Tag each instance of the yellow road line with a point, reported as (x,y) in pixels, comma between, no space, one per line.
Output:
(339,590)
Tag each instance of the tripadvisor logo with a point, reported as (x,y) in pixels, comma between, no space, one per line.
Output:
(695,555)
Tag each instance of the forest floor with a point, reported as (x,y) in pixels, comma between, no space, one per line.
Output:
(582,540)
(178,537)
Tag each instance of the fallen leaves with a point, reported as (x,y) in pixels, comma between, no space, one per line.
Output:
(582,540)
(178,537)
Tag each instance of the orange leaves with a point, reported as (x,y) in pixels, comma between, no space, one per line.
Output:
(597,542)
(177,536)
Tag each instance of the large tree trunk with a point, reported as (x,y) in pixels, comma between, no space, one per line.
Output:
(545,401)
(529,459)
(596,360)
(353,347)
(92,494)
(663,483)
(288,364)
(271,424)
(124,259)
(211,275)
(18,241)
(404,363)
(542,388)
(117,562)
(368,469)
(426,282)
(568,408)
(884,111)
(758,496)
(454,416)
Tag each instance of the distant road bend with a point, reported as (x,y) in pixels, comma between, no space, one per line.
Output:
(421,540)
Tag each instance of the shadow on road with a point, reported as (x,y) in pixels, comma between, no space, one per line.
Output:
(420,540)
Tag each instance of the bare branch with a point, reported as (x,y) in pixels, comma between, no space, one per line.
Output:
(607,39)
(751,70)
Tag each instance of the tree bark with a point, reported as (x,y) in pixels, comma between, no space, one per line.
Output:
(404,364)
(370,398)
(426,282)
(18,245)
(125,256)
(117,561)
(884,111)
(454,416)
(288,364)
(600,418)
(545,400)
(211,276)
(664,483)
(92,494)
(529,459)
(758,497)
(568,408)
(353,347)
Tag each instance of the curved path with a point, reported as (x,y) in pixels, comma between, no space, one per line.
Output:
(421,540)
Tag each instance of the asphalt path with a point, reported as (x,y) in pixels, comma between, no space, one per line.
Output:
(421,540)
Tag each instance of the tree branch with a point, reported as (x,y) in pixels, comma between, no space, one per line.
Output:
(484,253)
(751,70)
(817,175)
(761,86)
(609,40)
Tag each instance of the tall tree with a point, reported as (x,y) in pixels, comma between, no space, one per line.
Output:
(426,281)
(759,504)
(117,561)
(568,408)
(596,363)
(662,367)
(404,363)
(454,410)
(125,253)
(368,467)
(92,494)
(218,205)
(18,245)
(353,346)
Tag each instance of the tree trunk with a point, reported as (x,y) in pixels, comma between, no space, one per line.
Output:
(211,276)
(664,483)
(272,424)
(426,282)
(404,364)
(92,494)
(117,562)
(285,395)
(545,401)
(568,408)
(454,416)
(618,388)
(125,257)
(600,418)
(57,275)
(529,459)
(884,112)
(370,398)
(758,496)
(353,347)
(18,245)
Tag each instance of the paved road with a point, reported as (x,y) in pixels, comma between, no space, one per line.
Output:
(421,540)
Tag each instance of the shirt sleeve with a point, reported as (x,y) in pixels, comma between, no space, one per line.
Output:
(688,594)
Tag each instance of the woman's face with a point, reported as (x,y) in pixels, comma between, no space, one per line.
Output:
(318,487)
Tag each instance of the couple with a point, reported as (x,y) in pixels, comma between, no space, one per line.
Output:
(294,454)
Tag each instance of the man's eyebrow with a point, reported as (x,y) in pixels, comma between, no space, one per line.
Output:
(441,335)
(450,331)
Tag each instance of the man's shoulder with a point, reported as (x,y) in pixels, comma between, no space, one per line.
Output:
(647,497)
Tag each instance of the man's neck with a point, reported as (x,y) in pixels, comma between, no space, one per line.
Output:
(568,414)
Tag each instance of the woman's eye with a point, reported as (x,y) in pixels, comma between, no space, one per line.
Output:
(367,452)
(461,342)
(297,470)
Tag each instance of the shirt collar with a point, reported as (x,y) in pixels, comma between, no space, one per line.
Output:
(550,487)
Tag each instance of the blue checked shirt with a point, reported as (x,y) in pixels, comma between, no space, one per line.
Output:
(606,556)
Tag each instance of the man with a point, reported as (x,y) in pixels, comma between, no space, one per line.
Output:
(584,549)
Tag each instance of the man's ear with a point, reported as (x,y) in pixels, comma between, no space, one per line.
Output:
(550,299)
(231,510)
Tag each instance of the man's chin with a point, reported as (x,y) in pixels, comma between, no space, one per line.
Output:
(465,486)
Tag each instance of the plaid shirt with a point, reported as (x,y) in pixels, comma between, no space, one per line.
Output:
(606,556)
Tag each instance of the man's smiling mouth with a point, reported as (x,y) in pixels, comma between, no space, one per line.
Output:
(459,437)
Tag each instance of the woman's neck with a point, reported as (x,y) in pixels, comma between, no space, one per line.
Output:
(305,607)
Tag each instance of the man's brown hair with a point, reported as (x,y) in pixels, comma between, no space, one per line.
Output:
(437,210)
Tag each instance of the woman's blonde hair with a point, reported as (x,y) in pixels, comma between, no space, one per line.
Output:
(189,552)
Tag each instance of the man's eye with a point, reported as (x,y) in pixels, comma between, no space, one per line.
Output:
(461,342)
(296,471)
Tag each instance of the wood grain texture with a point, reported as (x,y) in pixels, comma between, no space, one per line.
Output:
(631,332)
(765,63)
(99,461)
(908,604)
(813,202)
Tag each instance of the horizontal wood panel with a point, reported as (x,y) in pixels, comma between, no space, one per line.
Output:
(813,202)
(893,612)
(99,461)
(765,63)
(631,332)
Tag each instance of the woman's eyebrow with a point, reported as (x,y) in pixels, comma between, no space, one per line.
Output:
::::
# Task to carry out
Each line of the entries that holds "neck" should be counted, and only the total given.

# Solution for this problem
2